Extracto del documento >>
Lo que trata de hacer a partir de ahí es reconstruir recolectado en sus bolsas y pegando los papeles del folleto que se van volando. Aprehender ese instante que no ha podido como otros en el pasado. Determinar la forma del muchacho y de la mujer de los macacos. Inicia el movimiento del espíritu por recuperar la unidad perdida.
Esta experiencia de la no fijación, del movimiento, incluso experimentado como “náusea”, está representado en las siguientes acciones: cuando Blumfeld está en el hotel, supone cómo estarían acomodados los objetos en el cuarto anteriormente, concluyendo que, a diferencia de en su casa, éstos podrían haber transitado de un lugar a otro e incluso pudieron haber desaparecido. Sólo cuando observaba lo otro como objeto, como pasivo, es que lograba explicar los hechos. Pero cuando aquello que observa ha estado o está en movimiento, está activo (e incluso inciden en él, como intercambio de papeles), no logra explicar los hechos. Supone y le genera migraña.
La testarudez por la reconstrucción del episodio que lo hizo salir de su departamento es notable cuando Blumfeld decide hacer un dibujo del edificio, de las calles y de la mujer de los macacos, con relación a que posibilitaría “una nueva aproximación”. Blumfeld encarna así el carácter no sólo de un enfermo, sino también la voluntad inteligente de hacerse de las cosas. De alcanzar, en la medida de los posible, una representación. Entre más lejanos estén sus recuerdos del objeto ideal, el drama aumenta y también su desenvolvimiento intelectual. El lugar que no alcanza a esbozar en su dibujo es la casa de la mujer: aún en ese intento hace falta algo.
El sentido de estar fuera del departamento: antes de que Matías mirara por la ventana la entrega del folleto a la mujer, el narrador nos dice: “solitario testigo en la ventana. Imagina su vida al otro lado de la calle.” Para Eduardo Sabugal (quien le dedicó un texto a la novela en el número 154 de la revista Crítica de la B.U.A.P.), que Blumfeld se hospede en un hotel tiene relación con “ser otro”, porque sus migraciones y su imposibilidad de regresar al departamento, “apuntan una trayectoria, un origen, un destino” que siempre es aplazamiento. Lo kafkiano adquiere su esencia ahí. El aplazamiento no es sólo las migraciones del personaje de Blumfeld, sino también “la mirada obstinada del viejo obsesivo y la realidad mirada”. El epígrafe de la novela, fragmento tomado de El innombrable de Beckett, anda por ese lugar. Esta experiencia de situarse como otro en su modo epifánico, Alejandro Badillo lo logra al hacer que Blumfeld suponga una conversación por teléfono desde su cuarto de hotel con un supuesto Blumfeld en su departamento abandonado, imaginando que es el muchacho de los folletos.

Ejercicios para resolver >>
1. Copia palabra por palabra el extracto sobre Blumfeld, desde "Esta experiencia de la" hasta "le genera migraña.".
2. Según el extracto sobre Blumfeld, ¿son ciertas estas afirmaciones? Contesta sí o no a cada una y cita las palabras del extracto que lo deciden.
(a) Blumfeld se queda en un hotel.
(b) Blumfeld consigue dibujar la casa de la mujer.
(c) El epígrafe de la novela viene de El innombrable de Beckett.
3. En el extracto sobre Blumfeld, ¿en qué número de la revista Crítica de la B.U.A.P. salió el texto de Eduardo Sabugal sobre la novela?

Contenido de datos >>

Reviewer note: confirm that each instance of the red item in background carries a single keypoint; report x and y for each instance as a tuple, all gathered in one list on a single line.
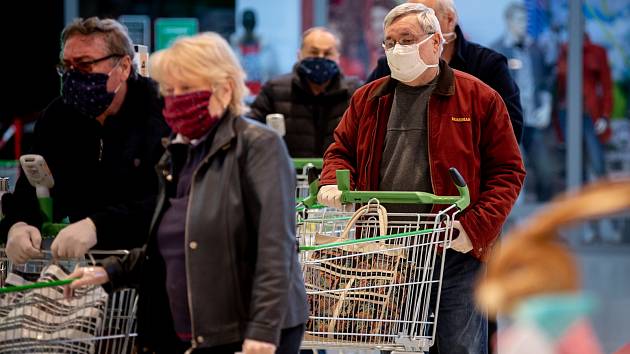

Respuestas por ejercicio >>
1.
Esta experiencia de la no fijación, del movimiento, incluso experimentado como “náusea”, está representado en las siguientes acciones: cuando Blumfeld está en el hotel, supone cómo estarían acomodados los objetos en el cuarto anteriormente, concluyendo que, a diferencia de en su casa, éstos podrían haber transitado de un lugar a otro e incluso pudieron haber desaparecido. Sólo cuando observaba lo otro como objeto, como pasivo, es que lograba explicar los hechos. Pero cuando aquello que observa ha estado o está en movimiento, está activo (e incluso inciden en él, como intercambio de papeles), no logra explicar los hechos. Supone y le genera migraña.

2.
(a) Sí: "cuando Blumfeld está en el hotel".
(b) No: "El lugar que no alcanza a esbozar en su dibujo es la casa de la mujer".
(c) Sí: "El epígrafe de la novela, fragmento tomado de El innombrable de Beckett".

3. En el número 154.